──────── Records for this exercise

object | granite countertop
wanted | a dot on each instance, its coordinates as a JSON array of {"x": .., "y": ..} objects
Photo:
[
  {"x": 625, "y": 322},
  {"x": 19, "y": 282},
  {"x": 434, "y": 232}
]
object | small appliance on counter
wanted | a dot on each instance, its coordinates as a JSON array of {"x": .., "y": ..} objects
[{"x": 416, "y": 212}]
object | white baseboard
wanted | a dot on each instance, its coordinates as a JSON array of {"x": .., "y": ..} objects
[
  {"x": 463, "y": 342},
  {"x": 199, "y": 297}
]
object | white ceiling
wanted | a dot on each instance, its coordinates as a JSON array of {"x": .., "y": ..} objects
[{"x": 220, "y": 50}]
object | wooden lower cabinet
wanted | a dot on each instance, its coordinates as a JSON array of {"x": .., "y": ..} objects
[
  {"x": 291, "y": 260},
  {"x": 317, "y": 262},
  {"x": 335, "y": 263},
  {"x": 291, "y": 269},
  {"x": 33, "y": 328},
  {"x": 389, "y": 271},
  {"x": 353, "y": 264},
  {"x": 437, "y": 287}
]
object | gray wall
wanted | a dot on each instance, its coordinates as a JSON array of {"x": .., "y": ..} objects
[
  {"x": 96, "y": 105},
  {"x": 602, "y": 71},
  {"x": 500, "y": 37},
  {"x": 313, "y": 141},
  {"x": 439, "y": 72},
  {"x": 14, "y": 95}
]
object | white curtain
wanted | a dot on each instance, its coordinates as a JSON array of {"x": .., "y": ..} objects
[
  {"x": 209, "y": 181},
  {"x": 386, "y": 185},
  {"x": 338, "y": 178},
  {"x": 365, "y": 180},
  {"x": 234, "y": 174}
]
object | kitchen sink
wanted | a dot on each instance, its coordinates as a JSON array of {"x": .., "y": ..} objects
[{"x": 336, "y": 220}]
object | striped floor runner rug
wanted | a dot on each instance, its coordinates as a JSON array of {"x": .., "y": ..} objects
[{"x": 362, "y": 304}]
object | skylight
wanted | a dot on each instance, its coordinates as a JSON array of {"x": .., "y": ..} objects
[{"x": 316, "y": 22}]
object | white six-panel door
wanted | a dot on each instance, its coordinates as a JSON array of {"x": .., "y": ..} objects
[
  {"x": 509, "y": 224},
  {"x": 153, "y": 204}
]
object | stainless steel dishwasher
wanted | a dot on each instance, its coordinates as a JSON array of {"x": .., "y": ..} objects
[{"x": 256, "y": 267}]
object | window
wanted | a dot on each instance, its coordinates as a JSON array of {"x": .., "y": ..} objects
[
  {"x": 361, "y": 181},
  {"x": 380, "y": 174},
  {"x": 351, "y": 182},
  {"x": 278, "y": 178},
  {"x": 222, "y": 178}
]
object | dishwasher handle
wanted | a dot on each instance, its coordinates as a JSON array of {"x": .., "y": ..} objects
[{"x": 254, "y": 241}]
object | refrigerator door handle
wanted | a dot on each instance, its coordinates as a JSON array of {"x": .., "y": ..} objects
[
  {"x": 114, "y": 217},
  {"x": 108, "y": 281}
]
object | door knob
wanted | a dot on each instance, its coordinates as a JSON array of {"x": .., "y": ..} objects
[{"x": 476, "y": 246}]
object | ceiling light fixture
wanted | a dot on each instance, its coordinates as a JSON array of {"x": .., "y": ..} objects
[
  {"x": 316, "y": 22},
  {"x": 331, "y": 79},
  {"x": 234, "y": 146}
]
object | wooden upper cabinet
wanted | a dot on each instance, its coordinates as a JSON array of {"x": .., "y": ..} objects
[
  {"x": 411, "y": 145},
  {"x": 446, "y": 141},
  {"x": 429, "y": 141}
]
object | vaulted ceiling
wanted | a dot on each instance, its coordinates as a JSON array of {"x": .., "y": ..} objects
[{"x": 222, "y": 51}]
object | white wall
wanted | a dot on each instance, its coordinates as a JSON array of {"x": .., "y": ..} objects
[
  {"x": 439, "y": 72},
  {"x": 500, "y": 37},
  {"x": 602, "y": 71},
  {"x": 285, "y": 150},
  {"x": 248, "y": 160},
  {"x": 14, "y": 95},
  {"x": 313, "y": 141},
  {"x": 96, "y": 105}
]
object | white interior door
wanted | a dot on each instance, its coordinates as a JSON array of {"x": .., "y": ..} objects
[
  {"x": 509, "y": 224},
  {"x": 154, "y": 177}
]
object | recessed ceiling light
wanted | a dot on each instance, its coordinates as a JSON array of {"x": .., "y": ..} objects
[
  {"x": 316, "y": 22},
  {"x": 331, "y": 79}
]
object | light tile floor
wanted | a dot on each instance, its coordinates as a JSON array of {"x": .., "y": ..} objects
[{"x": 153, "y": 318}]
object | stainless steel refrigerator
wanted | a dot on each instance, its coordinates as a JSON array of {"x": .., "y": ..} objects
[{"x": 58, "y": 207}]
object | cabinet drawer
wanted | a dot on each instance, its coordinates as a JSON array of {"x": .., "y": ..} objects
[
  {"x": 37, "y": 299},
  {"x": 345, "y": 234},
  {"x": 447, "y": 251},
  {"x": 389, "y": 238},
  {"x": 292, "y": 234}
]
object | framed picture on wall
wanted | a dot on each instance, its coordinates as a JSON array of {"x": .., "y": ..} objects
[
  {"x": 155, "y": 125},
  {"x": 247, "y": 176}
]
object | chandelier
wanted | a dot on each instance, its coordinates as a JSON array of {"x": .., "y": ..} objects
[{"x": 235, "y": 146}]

────────────────

» Goal
Retype all of the material above with every character intact.

» Result for this exercise
object | granite countertop
wanted | a dot on each instance, its coordinates as a JSON array of {"x": .., "y": ..} objects
Photo:
[
  {"x": 625, "y": 322},
  {"x": 19, "y": 282},
  {"x": 434, "y": 232}
]
object | small appliance on counter
wanted | a dot on each instance, its coordinates as a JSON array of {"x": .., "y": ..} objects
[{"x": 416, "y": 212}]
object | white baseboard
wanted | a dot on each instance, its coordinates as a JSON array of {"x": .., "y": ..} objects
[
  {"x": 463, "y": 342},
  {"x": 199, "y": 297}
]
object | white ceiling
wanted | a dot on each instance, its coordinates as a JSON array of {"x": .., "y": ..} objects
[{"x": 220, "y": 50}]
object | wooden lower cabinet
wanted | a dot on each instance, its coordinates as a JSON array of {"x": .., "y": ..} objects
[
  {"x": 291, "y": 260},
  {"x": 317, "y": 262},
  {"x": 335, "y": 263},
  {"x": 291, "y": 269},
  {"x": 33, "y": 328},
  {"x": 389, "y": 271},
  {"x": 353, "y": 264},
  {"x": 437, "y": 287}
]
object | gray wall
wanted | a dot on each instance, its coordinates as a JSON array of {"x": .., "y": ..} objects
[
  {"x": 96, "y": 105},
  {"x": 602, "y": 71},
  {"x": 500, "y": 37},
  {"x": 313, "y": 141},
  {"x": 439, "y": 72},
  {"x": 14, "y": 95}
]
object | white curtain
wanted | a dot on each instance, its coordinates as a JSON array of {"x": .., "y": ..} objects
[
  {"x": 209, "y": 181},
  {"x": 386, "y": 185},
  {"x": 338, "y": 178},
  {"x": 365, "y": 180},
  {"x": 234, "y": 174}
]
object | kitchen sink
wanted | a dot on each instance, its coordinates as a JSON array of {"x": .., "y": ..} objects
[{"x": 336, "y": 220}]
object | striped floor runner rug
wanted | a dot on each instance, its coordinates as a JSON array of {"x": .., "y": ..} objects
[{"x": 362, "y": 304}]
object | skylight
wanted | a dot on each instance, its coordinates as a JSON array of {"x": .., "y": ..} objects
[{"x": 316, "y": 22}]
object | white six-panel door
wanted | a dot on each instance, its coordinates as a JSON array of {"x": .., "y": ..} objects
[
  {"x": 509, "y": 224},
  {"x": 153, "y": 204}
]
object | stainless steel dishwasher
wanted | a dot on each instance, its coordinates as a JSON array of {"x": .., "y": ..} objects
[{"x": 256, "y": 267}]
object | window
wanted | a dot on each instance, its coordinates as a JSON array of {"x": .., "y": ..} objects
[
  {"x": 361, "y": 181},
  {"x": 380, "y": 174},
  {"x": 351, "y": 182},
  {"x": 278, "y": 178},
  {"x": 222, "y": 178}
]
object | dishwasher handle
wanted | a dot on each instance, its coordinates as a JSON array of {"x": .., "y": ..} objects
[{"x": 254, "y": 241}]
object | refrigerator door handle
wanted | a dot on each instance, its coordinates as a JSON array of {"x": .., "y": ..} objects
[
  {"x": 114, "y": 217},
  {"x": 108, "y": 281}
]
object | door knob
wanted | a dot on each instance, its coordinates as a JSON array of {"x": .., "y": ..} objects
[{"x": 476, "y": 246}]
object | ceiling light fixture
wanted | a dot on each instance, its coordinates as a JSON array of {"x": .., "y": ..} objects
[
  {"x": 316, "y": 22},
  {"x": 331, "y": 79},
  {"x": 234, "y": 146}
]
object | wooden upper cabinet
wanted | a dot on each instance, its coordinates as a JSON array of {"x": .., "y": ..} objects
[
  {"x": 411, "y": 145},
  {"x": 446, "y": 141},
  {"x": 429, "y": 141}
]
object | vaulted ceiling
wanted | a dot on each instance, its coordinates as a JSON array of {"x": .., "y": ..} objects
[{"x": 222, "y": 51}]
object | white wall
wanted | a dot on each instance, its coordinates as a JSON array of {"x": .., "y": ..} objects
[
  {"x": 439, "y": 72},
  {"x": 500, "y": 37},
  {"x": 602, "y": 71},
  {"x": 285, "y": 150},
  {"x": 248, "y": 160},
  {"x": 14, "y": 95},
  {"x": 313, "y": 141},
  {"x": 96, "y": 105}
]
object | white interior door
wanted | a dot on each instance, its coordinates as a JSON array of {"x": .., "y": ..} objects
[
  {"x": 509, "y": 224},
  {"x": 154, "y": 177}
]
object | recessed ceiling light
wanted | a dot on each instance, its coordinates as a JSON array of {"x": .., "y": ..} objects
[
  {"x": 316, "y": 22},
  {"x": 331, "y": 79}
]
object | light tile floor
wanted | a dot on each instance, its coordinates as a JSON array of {"x": .., "y": ..} objects
[{"x": 153, "y": 318}]
object | stainless steel refrigerator
wanted | a dot on each instance, its coordinates as a JSON array of {"x": .., "y": ..} objects
[{"x": 58, "y": 207}]
object | cabinet drawer
wanted | a dot on each instance, its coordinates as a JSON array of {"x": .., "y": ..} objects
[
  {"x": 37, "y": 299},
  {"x": 345, "y": 234},
  {"x": 447, "y": 251},
  {"x": 389, "y": 238},
  {"x": 292, "y": 234}
]
object | framed picture on wall
wanted | a dot on each instance, its coordinates as a JSON array of {"x": .., "y": ..} objects
[
  {"x": 155, "y": 125},
  {"x": 247, "y": 176}
]
object | chandelier
wanted | a dot on each instance, its coordinates as a JSON array of {"x": .., "y": ..} objects
[{"x": 235, "y": 146}]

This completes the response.